**Requirement**
Every line from the one containing "the woman in" to the final line of the material below must be reproduced exactly; leave out all other lines.

-- START OF Material for this task --

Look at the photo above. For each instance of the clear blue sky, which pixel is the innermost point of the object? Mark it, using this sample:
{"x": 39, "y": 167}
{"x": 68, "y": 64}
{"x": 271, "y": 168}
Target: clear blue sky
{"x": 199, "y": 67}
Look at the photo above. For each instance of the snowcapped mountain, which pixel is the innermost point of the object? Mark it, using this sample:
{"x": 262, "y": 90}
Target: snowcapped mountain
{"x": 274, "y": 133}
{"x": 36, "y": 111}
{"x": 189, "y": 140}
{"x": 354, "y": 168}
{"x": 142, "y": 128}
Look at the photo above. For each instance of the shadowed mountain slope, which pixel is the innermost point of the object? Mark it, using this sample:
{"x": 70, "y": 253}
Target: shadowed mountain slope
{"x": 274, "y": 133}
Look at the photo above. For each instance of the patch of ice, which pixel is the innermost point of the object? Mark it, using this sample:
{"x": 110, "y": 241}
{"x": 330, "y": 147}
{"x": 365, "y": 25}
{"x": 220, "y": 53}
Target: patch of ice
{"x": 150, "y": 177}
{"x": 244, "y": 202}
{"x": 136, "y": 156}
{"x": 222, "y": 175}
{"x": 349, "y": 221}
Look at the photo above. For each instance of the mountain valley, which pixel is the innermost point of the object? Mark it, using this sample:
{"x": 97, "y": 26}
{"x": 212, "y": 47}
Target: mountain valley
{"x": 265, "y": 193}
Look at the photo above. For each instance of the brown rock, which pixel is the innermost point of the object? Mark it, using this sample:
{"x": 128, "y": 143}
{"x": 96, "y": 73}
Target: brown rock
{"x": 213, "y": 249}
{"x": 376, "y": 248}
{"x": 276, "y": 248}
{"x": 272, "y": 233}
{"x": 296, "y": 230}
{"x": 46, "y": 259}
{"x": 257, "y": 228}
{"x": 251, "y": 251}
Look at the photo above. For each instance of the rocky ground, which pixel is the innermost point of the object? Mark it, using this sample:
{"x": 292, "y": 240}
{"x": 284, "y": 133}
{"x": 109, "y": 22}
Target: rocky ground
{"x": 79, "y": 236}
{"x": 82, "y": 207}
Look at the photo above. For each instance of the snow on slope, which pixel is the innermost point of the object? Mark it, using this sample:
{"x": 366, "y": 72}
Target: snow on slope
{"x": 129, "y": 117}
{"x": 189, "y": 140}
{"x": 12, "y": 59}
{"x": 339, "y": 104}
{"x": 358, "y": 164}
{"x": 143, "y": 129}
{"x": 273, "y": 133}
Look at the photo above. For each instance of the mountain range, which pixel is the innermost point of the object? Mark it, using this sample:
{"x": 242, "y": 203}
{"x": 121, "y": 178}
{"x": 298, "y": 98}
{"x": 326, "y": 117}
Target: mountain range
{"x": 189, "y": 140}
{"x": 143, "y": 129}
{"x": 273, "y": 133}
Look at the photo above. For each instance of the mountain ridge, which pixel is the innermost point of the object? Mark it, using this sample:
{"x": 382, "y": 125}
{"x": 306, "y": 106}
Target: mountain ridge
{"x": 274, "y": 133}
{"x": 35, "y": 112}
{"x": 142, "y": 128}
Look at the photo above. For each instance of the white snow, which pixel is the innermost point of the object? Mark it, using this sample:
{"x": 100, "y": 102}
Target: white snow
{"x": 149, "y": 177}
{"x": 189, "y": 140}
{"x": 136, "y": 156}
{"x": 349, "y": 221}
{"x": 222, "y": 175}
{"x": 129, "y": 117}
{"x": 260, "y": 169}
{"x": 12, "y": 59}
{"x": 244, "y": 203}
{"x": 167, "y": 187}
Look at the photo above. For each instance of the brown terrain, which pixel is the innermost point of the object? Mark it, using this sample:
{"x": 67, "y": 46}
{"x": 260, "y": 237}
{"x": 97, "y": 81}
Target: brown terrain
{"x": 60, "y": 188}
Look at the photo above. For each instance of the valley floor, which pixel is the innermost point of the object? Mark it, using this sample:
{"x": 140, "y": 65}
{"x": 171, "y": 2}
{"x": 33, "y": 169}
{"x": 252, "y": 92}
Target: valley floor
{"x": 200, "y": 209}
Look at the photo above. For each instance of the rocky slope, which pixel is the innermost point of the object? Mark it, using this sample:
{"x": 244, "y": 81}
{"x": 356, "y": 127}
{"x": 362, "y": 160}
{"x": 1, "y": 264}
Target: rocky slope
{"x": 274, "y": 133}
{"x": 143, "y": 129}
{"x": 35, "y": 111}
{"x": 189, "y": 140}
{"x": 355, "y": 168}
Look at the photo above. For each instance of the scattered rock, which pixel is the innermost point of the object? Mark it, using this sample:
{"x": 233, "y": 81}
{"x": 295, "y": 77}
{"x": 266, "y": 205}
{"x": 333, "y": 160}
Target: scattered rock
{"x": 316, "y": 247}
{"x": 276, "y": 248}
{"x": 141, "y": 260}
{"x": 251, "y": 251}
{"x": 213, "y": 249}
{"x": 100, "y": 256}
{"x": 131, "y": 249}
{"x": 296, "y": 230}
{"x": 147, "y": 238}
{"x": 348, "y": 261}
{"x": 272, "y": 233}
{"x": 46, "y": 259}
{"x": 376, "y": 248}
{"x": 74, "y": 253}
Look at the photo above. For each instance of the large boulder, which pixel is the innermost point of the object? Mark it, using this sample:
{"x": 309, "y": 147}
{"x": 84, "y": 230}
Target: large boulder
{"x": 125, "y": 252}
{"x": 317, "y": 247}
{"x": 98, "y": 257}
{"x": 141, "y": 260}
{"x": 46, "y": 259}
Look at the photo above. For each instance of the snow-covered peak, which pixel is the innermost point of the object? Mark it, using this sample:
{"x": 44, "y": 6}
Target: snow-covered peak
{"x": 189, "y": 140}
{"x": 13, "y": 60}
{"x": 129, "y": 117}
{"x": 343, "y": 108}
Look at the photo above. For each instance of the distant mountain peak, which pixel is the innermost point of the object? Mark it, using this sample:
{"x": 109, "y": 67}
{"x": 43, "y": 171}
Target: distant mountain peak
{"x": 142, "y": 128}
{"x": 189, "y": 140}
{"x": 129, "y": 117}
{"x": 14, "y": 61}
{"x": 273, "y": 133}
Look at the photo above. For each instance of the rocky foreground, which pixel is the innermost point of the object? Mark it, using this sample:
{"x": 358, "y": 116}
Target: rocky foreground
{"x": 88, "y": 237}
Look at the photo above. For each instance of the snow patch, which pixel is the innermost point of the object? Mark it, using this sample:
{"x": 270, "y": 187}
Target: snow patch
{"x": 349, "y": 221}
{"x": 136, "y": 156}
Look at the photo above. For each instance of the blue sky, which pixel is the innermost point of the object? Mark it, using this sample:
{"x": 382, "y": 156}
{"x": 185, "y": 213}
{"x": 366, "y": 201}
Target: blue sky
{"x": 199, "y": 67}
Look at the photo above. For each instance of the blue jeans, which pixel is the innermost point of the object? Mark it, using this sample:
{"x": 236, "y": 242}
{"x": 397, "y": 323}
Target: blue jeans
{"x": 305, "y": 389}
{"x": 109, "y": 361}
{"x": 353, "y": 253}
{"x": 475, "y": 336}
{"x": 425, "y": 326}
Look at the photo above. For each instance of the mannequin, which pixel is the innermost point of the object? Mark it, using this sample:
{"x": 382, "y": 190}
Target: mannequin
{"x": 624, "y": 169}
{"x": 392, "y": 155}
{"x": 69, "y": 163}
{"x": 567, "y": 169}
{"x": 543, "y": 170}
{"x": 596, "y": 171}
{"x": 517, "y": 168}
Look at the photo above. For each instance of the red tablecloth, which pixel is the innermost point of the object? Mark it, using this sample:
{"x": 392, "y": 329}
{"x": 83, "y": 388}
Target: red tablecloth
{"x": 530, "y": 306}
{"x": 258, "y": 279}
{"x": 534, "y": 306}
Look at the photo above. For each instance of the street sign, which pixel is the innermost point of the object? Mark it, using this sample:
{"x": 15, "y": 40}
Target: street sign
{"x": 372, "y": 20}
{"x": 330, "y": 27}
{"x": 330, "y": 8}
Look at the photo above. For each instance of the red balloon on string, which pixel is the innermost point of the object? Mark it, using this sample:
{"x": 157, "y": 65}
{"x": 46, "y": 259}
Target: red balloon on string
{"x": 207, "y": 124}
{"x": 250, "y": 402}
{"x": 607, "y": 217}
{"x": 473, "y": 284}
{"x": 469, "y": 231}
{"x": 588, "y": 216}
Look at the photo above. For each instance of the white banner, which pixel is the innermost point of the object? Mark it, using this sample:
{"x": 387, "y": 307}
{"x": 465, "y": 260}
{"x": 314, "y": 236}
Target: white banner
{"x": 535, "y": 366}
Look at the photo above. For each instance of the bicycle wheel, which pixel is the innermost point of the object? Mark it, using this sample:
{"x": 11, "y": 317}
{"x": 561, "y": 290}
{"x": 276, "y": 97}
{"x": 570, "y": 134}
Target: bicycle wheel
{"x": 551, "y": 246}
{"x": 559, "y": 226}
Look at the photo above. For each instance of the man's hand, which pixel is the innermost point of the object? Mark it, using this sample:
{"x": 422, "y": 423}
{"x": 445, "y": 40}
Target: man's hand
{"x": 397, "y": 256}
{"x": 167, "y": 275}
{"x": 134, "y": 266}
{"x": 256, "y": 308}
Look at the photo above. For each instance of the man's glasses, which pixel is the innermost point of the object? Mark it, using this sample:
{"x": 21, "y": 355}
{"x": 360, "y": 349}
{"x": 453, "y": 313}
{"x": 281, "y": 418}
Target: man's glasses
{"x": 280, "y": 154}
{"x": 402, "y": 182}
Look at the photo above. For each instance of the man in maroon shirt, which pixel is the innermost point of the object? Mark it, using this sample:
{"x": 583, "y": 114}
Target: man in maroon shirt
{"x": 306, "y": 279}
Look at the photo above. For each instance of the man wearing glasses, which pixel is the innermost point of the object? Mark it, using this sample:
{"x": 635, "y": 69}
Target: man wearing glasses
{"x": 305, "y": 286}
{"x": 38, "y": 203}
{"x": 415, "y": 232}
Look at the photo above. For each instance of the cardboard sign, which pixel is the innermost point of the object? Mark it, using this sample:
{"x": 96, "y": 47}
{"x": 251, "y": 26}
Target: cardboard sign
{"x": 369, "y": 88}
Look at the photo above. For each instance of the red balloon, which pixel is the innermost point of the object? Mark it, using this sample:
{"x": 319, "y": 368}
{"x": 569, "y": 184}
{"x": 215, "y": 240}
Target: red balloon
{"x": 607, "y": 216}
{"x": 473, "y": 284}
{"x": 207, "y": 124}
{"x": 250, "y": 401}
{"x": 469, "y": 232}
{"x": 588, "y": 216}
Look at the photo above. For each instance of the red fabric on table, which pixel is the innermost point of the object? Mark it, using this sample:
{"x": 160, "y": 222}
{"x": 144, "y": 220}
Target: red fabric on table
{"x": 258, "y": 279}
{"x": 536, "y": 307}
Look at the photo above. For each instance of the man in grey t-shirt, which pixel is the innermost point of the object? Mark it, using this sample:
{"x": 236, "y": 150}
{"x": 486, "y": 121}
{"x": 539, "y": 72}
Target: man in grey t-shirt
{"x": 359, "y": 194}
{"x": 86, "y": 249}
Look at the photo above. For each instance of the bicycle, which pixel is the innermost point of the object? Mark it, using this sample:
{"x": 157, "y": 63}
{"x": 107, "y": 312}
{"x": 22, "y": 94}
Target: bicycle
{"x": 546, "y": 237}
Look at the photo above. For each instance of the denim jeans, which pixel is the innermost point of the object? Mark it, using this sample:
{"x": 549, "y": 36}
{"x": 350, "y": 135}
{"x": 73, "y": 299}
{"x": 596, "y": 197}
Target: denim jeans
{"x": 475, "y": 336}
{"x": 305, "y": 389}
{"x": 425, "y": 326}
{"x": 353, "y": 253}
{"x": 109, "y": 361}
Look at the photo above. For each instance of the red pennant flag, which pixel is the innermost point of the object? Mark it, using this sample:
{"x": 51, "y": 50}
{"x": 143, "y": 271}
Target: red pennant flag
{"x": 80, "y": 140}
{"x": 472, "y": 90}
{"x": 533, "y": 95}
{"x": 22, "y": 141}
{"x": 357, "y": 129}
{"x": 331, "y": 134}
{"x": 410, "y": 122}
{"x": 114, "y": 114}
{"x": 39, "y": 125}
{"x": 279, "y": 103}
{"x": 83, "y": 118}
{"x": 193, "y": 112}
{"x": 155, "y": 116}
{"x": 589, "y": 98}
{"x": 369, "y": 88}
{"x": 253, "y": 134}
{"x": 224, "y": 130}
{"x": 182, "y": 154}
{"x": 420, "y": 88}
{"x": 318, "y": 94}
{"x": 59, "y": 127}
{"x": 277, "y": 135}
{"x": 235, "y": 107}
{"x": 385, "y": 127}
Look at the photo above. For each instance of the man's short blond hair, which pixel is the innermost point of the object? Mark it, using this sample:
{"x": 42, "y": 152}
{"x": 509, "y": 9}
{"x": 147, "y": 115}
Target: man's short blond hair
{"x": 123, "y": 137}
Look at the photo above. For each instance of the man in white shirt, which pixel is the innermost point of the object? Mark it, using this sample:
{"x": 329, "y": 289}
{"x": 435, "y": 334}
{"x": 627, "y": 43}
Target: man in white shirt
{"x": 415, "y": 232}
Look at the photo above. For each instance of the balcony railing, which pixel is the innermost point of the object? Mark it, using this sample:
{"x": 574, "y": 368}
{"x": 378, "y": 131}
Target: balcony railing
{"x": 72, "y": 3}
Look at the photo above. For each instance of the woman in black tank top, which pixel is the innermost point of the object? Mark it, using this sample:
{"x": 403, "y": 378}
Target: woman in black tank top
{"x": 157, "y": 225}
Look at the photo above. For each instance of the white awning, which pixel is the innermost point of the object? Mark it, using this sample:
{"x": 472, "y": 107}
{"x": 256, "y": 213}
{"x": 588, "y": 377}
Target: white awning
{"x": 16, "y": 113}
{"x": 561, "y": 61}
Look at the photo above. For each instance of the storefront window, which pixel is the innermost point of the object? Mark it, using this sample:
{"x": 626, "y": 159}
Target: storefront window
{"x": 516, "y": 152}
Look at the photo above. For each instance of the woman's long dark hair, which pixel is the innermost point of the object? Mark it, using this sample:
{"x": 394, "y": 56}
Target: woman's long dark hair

-- END OF Material for this task --

**Task output**
Look at the photo above. For each instance of the woman in black tank top, which pixel is the innermost point of the object? Mark it, using this sample:
{"x": 403, "y": 378}
Target: woman in black tank top
{"x": 157, "y": 225}
Look at the photo above. For each instance of the white awning, which pixel is the innermost point of the object? Mark it, using this sample:
{"x": 472, "y": 107}
{"x": 256, "y": 213}
{"x": 588, "y": 377}
Target: white awning
{"x": 16, "y": 113}
{"x": 561, "y": 61}
Look at the photo above. For each instance of the storefront window, which pixel is the innermost point of the object? Mark it, using this sample:
{"x": 626, "y": 159}
Target: storefront window
{"x": 516, "y": 152}
Look at the photo above. For each instance of the woman's long dark hair, which pixel is the innermost point of the object? Mark it, using this sample:
{"x": 394, "y": 56}
Target: woman's long dark hair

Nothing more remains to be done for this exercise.